### Written exercise A
In the map-versus-imap thread, what error does the map call fail with on 32-bit systems?
### Written exercise B
Filter the entries, keeping every line that contains the string "rock"; matching is case-sensitive.

-------- Excerpted passage --------

I'm curious about a statement from http://docs.python.org/2/library/itertools.html#itertools.imap, namely it describes
sum(imap(operator.mul, vector1, vector2))
as an efficient dot-product. My understanding is that imap gives a generator instead of a list, and while I understand how it would be faster/consume less memory if you're only considering the first few elements, with the surrounding sum(), I don't see how it behaves any differently than:
sum(map(operator.mul, vector1, vector2))
The difference between map
and imap
becomes clear when you start increasing the size of what you're iterating over:
# xrange object, takes up no memory
data = xrange(1000000000)
# Tries to builds a list of 1 billion elements!
# Therefore, fails with MemoryError on 32-bit systems.
doubled = map(lambda x: x * 2, data)
# Generator object that lazily doubles each item as it's iterated over.
# Takes up very little (and constant, independent of data's size) memory.
iter_doubled = itertools.imap(lambda x: x * 2, data)

-------- Record set --------

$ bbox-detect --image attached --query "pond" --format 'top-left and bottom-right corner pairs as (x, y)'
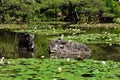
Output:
(0, 30), (120, 61)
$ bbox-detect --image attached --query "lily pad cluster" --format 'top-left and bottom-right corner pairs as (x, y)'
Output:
(0, 58), (120, 80)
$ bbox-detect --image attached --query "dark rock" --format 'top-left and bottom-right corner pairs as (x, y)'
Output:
(18, 33), (35, 58)
(50, 39), (91, 59)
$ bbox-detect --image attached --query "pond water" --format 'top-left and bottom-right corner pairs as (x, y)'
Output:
(0, 30), (120, 61)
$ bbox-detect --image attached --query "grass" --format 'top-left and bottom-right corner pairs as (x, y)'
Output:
(0, 58), (120, 80)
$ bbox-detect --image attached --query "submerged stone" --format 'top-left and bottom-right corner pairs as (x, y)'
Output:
(50, 39), (91, 59)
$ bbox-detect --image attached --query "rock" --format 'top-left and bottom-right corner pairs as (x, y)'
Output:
(50, 39), (91, 60)
(18, 33), (35, 58)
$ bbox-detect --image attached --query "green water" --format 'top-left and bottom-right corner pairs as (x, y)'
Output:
(0, 30), (120, 61)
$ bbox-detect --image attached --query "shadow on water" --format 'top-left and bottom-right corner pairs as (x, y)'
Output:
(0, 30), (120, 61)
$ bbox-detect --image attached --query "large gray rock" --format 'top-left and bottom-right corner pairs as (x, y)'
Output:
(50, 39), (91, 59)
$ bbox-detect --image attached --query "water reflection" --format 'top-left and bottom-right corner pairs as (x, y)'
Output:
(0, 30), (120, 61)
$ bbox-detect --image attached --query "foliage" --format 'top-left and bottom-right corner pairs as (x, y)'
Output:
(0, 59), (120, 80)
(103, 0), (120, 17)
(0, 0), (120, 23)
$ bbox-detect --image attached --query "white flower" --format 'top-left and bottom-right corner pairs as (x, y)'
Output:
(101, 61), (106, 64)
(58, 67), (62, 72)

--------

### Written answer A
MemoryError.

### Written answer B
$ bbox-detect --image attached --query "dark rock" --format 'top-left and bottom-right corner pairs as (x, y)'
$ bbox-detect --image attached --query "rock" --format 'top-left and bottom-right corner pairs as (x, y)'
$ bbox-detect --image attached --query "large gray rock" --format 'top-left and bottom-right corner pairs as (x, y)'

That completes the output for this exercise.